[Natural-language object grounding data]
━━━━━━━━━━

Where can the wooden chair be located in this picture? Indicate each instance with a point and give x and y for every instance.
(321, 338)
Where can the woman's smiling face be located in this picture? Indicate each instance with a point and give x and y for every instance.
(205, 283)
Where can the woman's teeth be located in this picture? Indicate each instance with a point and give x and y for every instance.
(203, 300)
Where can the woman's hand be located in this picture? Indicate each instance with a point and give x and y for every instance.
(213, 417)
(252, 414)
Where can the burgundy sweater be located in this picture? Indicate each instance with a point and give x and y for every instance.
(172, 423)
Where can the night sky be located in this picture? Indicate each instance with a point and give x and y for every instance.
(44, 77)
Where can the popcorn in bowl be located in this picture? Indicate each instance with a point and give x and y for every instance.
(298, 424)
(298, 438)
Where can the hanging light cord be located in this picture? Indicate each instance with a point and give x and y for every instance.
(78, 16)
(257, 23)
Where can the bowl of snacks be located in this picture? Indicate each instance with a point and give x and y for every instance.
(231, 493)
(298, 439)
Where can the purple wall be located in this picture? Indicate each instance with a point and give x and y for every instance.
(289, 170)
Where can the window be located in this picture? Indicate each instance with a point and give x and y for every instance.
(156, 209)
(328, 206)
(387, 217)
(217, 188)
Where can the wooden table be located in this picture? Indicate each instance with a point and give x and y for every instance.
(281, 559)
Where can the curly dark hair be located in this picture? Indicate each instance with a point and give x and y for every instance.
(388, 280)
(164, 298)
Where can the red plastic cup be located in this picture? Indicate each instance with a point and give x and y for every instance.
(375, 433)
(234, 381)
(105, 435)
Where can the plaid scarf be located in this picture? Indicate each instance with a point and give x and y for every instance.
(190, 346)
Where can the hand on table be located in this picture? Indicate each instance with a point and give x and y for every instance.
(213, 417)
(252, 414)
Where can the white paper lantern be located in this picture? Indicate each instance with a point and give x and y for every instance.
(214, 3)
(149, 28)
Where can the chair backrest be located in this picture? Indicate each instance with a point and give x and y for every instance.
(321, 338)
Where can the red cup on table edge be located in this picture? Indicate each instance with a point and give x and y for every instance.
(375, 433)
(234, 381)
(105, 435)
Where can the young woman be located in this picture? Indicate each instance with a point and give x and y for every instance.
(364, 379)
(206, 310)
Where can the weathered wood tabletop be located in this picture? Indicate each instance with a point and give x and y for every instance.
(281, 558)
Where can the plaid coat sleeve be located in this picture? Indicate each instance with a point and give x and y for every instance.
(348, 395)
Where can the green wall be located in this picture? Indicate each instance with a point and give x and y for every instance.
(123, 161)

━━━━━━━━━━

[EXERCISE AIM]
A verbatim repeat of all the entries above is the required answer.

[WRITTEN SOLUTION]
Where can the wooden chair be located in this picture? Indicate each instance with a point and give x and y for every instance.
(321, 338)
Where can the woman's smiling face be located in this picture? Indicate each instance with a point and give x and y for every instance.
(205, 283)
Where can the woman's teeth be located in this picture? Indicate each instance with a point and give x and y for every instance.
(203, 300)
Where can the woman's hand be located in this picture? Indicate each instance with a point and give x and y for every instance.
(213, 417)
(252, 414)
Where can the burgundy sweater be located in this picture? Indicate each instance with a point and give x and y for every instance.
(172, 423)
Where can the night sky be located in this picture? Indicate each instance with a point and give x and y for every instance.
(44, 77)
Where can the popcorn in bowl be located in this picture? Indicate each instance with a point and give x and y for every instance.
(298, 424)
(298, 438)
Where can the hanging light cord be located in this picture? Indicate each instance with a point and give x and y for every instance.
(78, 16)
(257, 23)
Where can the bowl of snacks be located in this picture? Indicate each instance with a point and give x and y for every instance.
(231, 493)
(298, 439)
Where can the purple wall be located in this picture? Indicate each instance with a point and give x and y for every instance.
(289, 170)
Where can the window be located in this picture? Indicate each instance with a point and give x and y for every instance.
(156, 209)
(328, 206)
(387, 217)
(217, 188)
Where can the wooden table be located in this picture? Indicate each instance with a point and give x and y for every instance.
(281, 559)
Where can the curly dark hair be located in this picture? Indicate each instance with a point and give x and y for every instance.
(388, 280)
(164, 298)
Where can the red plastic cup be located in this picture? Indicate each instance with a point and give x and y for every instance.
(375, 433)
(234, 381)
(105, 435)
Where can the plaid scarf be located in this picture? Indicate each instance with a point and give x and y for every instance.
(190, 346)
Where can the hand on table be located in this picture? Indicate each instance with a point and give x and y for every instance.
(213, 417)
(252, 414)
Where can the white paper lantern be located in this picture? Indicate each instance with a point and give x and y for every instance.
(214, 3)
(149, 28)
Where can the chair backrest be located in this picture? Indicate each instance with a point and give x and y for every instance.
(321, 338)
Where can the red cup on table edge be located in this picture? Indicate each instance with a point and give x and y for every instance.
(375, 433)
(234, 381)
(105, 435)
Where can the young woman be located in this picture? Indicate each instance with a point and give x and y for every instance.
(364, 379)
(206, 310)
Where can the weathered wood tabletop be located in this picture? Indicate each instance with a point and give x and y for every instance.
(281, 558)
Where can the plaid coat sleeve be located in this picture? Indicate each instance with a point and give x and y for every instance.
(348, 395)
Where can the green wall be located in this picture? Indicate each instance with a point and give x and y for every instance.
(123, 161)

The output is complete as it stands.